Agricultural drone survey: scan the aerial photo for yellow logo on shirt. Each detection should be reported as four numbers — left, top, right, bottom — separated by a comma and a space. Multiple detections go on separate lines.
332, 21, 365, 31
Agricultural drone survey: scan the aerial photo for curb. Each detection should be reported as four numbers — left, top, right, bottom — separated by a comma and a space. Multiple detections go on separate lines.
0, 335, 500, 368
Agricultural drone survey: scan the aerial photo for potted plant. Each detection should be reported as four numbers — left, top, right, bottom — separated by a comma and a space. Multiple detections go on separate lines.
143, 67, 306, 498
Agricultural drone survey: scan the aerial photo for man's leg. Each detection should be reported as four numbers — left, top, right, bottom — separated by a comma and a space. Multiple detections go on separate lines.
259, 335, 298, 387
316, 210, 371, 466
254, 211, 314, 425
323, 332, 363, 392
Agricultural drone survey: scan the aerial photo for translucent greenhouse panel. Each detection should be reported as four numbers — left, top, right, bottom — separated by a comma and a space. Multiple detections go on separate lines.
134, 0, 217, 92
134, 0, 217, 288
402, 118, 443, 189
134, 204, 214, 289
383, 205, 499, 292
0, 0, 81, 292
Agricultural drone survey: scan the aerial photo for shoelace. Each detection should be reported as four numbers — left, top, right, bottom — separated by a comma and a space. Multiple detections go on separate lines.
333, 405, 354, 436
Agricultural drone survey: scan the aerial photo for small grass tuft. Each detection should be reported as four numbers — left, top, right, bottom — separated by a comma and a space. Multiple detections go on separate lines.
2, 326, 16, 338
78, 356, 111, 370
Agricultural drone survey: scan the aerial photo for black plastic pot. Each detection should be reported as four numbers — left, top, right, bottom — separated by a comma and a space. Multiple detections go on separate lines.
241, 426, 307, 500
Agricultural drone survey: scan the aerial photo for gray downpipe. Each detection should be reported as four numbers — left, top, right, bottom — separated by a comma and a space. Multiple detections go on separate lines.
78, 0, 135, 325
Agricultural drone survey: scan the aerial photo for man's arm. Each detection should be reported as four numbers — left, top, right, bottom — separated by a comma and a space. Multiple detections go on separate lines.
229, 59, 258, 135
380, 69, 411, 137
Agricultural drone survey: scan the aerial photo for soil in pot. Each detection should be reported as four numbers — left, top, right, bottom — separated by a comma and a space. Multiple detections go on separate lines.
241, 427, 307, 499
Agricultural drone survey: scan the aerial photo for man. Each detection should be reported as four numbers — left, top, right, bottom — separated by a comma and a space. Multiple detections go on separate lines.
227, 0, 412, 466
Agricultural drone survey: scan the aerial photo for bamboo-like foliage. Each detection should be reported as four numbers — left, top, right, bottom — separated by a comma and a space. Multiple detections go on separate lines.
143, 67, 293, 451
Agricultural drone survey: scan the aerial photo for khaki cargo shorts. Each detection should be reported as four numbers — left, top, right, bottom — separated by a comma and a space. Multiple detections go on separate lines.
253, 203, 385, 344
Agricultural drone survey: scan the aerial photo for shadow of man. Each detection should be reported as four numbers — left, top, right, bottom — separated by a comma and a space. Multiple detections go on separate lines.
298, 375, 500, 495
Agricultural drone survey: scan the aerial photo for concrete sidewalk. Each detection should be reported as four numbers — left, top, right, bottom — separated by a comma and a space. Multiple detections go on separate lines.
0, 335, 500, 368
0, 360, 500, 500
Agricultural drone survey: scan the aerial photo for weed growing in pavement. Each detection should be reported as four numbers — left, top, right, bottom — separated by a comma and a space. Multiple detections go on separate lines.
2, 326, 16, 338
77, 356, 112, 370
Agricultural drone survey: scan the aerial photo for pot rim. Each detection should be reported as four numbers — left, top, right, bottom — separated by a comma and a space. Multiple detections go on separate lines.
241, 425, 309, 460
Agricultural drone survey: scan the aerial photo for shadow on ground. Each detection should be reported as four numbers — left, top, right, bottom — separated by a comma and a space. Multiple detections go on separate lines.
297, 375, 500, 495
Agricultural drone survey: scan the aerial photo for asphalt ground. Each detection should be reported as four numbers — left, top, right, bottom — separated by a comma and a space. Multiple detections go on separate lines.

•••••

Set out every one of the rows above as a numbered list, leaving out any blank lines.

1. Agricultural drone survey: scan the aerial photo for yellow logo on shirt. Each detection should be reported as four numbers — left, top, right, bottom — separated by a comma and a space. Multiple detections go on separate lines.
2. 332, 21, 365, 31
3. Agricultural drone survey: scan the aerial photo for curb. Each detection should be reported as four numbers — left, top, right, bottom — separated by a comma and a space. Multiple detections go on separate lines.
4. 0, 335, 500, 368
5. Agricultural drone survey: scan the aerial photo for potted plant. Each detection should be reported as four numbers — left, top, right, bottom — separated by a comma and a space. Multiple detections go on separate lines.
6. 143, 67, 306, 498
7. Agricultural drone survey: scan the aerial photo for man's leg. Each detection should be reported as four numbers — left, top, right, bottom — separated by a comma and a space. Multiple detections go on separate lines.
8. 259, 335, 298, 387
9. 316, 210, 371, 466
10. 254, 211, 314, 425
11. 323, 332, 363, 392
12. Agricultural drone survey: scan the aerial photo for translucent greenhouse panel. Each detection should be reported as four numbers — left, top, right, bottom — separated by a comma and a space. Multiple detections go on separate lines.
13. 134, 0, 217, 92
14. 134, 0, 217, 288
15. 402, 118, 443, 189
16. 134, 204, 214, 289
17. 383, 205, 499, 292
18. 0, 0, 81, 292
19. Agricultural drone survey: scan the aerial photo for shoelace. Each detection should be reported as four numbers — left, top, right, bottom — separated by a comma and a space. Multiple detections go on separate lines.
20. 333, 405, 354, 436
21. Agricultural drone survey: scan the aerial photo for small grass tuft. Each detection should be reported as four numbers — left, top, right, bottom — separated by a comma and a space. Multiple detections go on separate lines.
22. 2, 326, 16, 338
23. 78, 356, 111, 370
24. Agricultural drone survey: scan the aerial photo for black plastic pot. Each detection should be reported as four numbers — left, top, right, bottom — separated by a comma and a space. Multiple detections go on separate lines.
25. 241, 426, 307, 500
26. Agricultural drone survey: scan the aerial photo for gray downpipe. Each detection should be reported as four numbers — left, top, right, bottom — separated by a comma and a space. Multiple detections go on separate lines.
27. 78, 0, 135, 325
28. Agricultural drone survey: scan the aerial photo for man's arm. Each detection should be reported as four numbers — left, top, right, bottom — separated by a comma and a space. Multiple detections go on separate lines.
29. 229, 59, 258, 135
30. 380, 69, 411, 137
31. Agricultural drone survey: scan the aerial photo for soil in pot. Each detection should be reported as four numbers — left, top, right, bottom — separated by a comma and a space. Multiple detections go on separate lines.
32. 241, 427, 307, 499
33. Agricultural drone survey: scan the aerial photo for man. Each detection should be reported as four numbers — left, top, right, bottom — separated by a comma and a space. Multiple detections go on separate lines.
34. 227, 0, 412, 466
35. Agricultural drone survey: scan the aerial photo for bamboo-like foliage. Each detection should be reported as four numbers — left, top, right, bottom — separated by a comma and a space. Multiple detections go on separate lines.
36. 143, 67, 293, 451
37. Agricultural drone survey: scan the aerial photo for khaki cargo shorts. Each detection should be reported as four numbers — left, top, right, bottom — separated by a comma and a space. Multiple detections go on separate lines.
38. 253, 203, 385, 344
39. Agricultural drone survey: scan the aerial photo for shadow of man. Each detection should be reported as four numbers — left, top, right, bottom — separated by a comma and a space. Multiple detections go on separate lines.
40. 298, 375, 500, 495
41. Agricultural drone survey: scan the aerial photo for concrete sidewalk. Each detection should be reported as four numbers — left, top, right, bottom — separated by a comma and a space. Multiple detections go on separate lines.
42. 0, 335, 500, 368
43. 0, 360, 500, 500
44. Agricultural drone survey: scan the aerial photo for weed growing in pavement. Each detection should be reported as four numbers — left, top, right, bottom — separated by a comma and a space. Multiple detections go on separate lines.
45. 2, 326, 16, 338
46. 77, 356, 112, 370
47. Agricultural drone survey: scan the aerial photo for pot rim. Each detection should be reported as four numbers — left, top, right, bottom — separated by a comma and a space. Multiple detections go on separate lines.
48. 241, 425, 309, 460
49. Agricultural drone survey: scan the aerial photo for shadow on ground. Each detection should be reported as four numbers — left, top, right, bottom — separated by a comma and a space. Multiple detections go on separate lines.
50. 297, 375, 500, 495
51. Agricultural drone survey: scan the aerial photo for asphalt ground. Each detection should be reported as four numbers — left, top, right, bottom — separated by a comma and a space. Multiple detections go on separate lines.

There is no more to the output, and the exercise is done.